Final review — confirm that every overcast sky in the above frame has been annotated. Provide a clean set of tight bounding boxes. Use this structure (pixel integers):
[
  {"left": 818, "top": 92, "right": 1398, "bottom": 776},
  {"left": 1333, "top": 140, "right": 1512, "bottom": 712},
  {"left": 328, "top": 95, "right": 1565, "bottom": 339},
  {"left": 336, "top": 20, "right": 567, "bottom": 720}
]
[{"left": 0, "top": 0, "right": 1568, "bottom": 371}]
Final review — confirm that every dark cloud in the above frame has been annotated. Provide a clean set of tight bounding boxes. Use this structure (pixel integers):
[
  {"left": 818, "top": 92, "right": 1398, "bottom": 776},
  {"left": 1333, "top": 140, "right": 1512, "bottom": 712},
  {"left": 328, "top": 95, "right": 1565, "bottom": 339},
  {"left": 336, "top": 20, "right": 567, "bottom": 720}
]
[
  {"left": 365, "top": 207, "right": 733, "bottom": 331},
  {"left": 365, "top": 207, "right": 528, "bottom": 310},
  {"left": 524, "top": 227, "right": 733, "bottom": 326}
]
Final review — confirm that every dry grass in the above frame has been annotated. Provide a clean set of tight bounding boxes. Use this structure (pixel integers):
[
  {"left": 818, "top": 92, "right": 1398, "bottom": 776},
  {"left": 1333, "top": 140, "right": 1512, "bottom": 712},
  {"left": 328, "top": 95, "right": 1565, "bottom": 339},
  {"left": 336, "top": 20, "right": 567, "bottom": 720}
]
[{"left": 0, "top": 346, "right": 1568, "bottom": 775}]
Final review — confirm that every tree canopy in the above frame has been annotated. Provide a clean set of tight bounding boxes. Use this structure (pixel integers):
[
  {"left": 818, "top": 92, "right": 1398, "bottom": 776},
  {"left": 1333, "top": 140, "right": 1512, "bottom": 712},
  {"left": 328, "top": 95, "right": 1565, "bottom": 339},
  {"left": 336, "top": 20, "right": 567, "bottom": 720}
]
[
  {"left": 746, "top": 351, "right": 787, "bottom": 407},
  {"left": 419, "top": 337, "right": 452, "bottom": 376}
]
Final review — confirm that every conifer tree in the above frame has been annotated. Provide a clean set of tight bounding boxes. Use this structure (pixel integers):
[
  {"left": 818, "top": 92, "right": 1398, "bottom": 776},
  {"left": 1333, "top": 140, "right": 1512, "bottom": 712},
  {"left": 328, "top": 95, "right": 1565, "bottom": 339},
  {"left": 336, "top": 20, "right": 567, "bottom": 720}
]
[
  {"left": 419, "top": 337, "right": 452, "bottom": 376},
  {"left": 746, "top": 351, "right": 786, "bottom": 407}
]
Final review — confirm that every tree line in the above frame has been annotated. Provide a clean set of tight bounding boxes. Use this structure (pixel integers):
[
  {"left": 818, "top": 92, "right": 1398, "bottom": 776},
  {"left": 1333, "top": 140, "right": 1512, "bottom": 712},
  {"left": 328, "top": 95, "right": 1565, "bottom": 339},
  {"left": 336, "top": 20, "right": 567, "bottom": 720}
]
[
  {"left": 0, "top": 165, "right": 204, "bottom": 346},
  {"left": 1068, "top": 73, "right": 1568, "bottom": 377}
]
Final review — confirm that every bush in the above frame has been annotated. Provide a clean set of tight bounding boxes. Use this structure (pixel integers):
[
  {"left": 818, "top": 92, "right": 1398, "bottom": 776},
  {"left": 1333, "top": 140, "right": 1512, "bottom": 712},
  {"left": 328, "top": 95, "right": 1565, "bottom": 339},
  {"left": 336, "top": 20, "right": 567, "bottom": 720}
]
*****
## DOEL:
Citeer alle vermeldingen hierboven woord voor woord en teken voor teken.

## UITVOER:
Final review — confirm that every overcast sky in the above frame has been annotated. Provide a clean set of tight bounding boxes. Use this structure (pixel integers):
[
  {"left": 818, "top": 92, "right": 1398, "bottom": 776},
  {"left": 1333, "top": 140, "right": 1512, "bottom": 712},
  {"left": 328, "top": 95, "right": 1565, "bottom": 339},
  {"left": 336, "top": 20, "right": 567, "bottom": 720}
]
[{"left": 0, "top": 0, "right": 1568, "bottom": 371}]
Final review — confirm that every dark cloud in the above frame has been annotated. Provide a clean set of tight bounding boxes. Use this structure (pixel integers):
[
  {"left": 818, "top": 92, "right": 1398, "bottom": 776},
  {"left": 1333, "top": 140, "right": 1512, "bottom": 712},
  {"left": 328, "top": 95, "right": 1565, "bottom": 339},
  {"left": 336, "top": 20, "right": 567, "bottom": 720}
]
[
  {"left": 365, "top": 207, "right": 733, "bottom": 331},
  {"left": 365, "top": 207, "right": 528, "bottom": 310},
  {"left": 524, "top": 227, "right": 733, "bottom": 326}
]
Final review — confirm that every dry grass in the above frame has been annotated. Provide a clean set of tight bounding boxes. Use this structure (pixel integers):
[
  {"left": 818, "top": 92, "right": 1398, "bottom": 776},
  {"left": 1333, "top": 140, "right": 1512, "bottom": 712},
  {"left": 328, "top": 95, "right": 1565, "bottom": 339},
  {"left": 336, "top": 20, "right": 567, "bottom": 720}
]
[{"left": 0, "top": 346, "right": 1568, "bottom": 775}]
Final review — confirm that every tree canopy in the above frame has been annotated. Provide a clean set of tight bounding boxes. Use this structure (pixel integers):
[
  {"left": 818, "top": 92, "right": 1398, "bottom": 776},
  {"left": 1333, "top": 140, "right": 1512, "bottom": 712},
  {"left": 328, "top": 95, "right": 1565, "bottom": 339},
  {"left": 336, "top": 20, "right": 567, "bottom": 720}
]
[
  {"left": 746, "top": 351, "right": 787, "bottom": 407},
  {"left": 419, "top": 337, "right": 452, "bottom": 376}
]
Final review — confirm that every conifer tree in the above frame has been annotated. Provide a clean set of tight bounding boxes. Use this structure (pixel integers):
[
  {"left": 818, "top": 92, "right": 1398, "bottom": 776},
  {"left": 1333, "top": 140, "right": 1512, "bottom": 712},
  {"left": 328, "top": 95, "right": 1565, "bottom": 339},
  {"left": 336, "top": 20, "right": 567, "bottom": 720}
]
[
  {"left": 419, "top": 337, "right": 452, "bottom": 376},
  {"left": 746, "top": 351, "right": 786, "bottom": 407}
]
Final review — confirm that every tree line in the above frame has been annotated. Provide a clean set of tight bounding boxes. Use this structure (pixel integers):
[
  {"left": 818, "top": 92, "right": 1398, "bottom": 776},
  {"left": 1333, "top": 140, "right": 1512, "bottom": 712},
  {"left": 328, "top": 95, "right": 1565, "bottom": 339},
  {"left": 336, "top": 20, "right": 567, "bottom": 720}
]
[
  {"left": 0, "top": 165, "right": 204, "bottom": 346},
  {"left": 1068, "top": 73, "right": 1568, "bottom": 377}
]
Final review — confirm that every bush in the above frame has been annotated. Provide a clean set of tight bounding boxes. Use this structure (pixel integers):
[
  {"left": 818, "top": 92, "right": 1398, "bottom": 776},
  {"left": 1333, "top": 140, "right": 1512, "bottom": 712},
  {"left": 328, "top": 95, "right": 1565, "bottom": 339},
  {"left": 336, "top": 20, "right": 567, "bottom": 720}
]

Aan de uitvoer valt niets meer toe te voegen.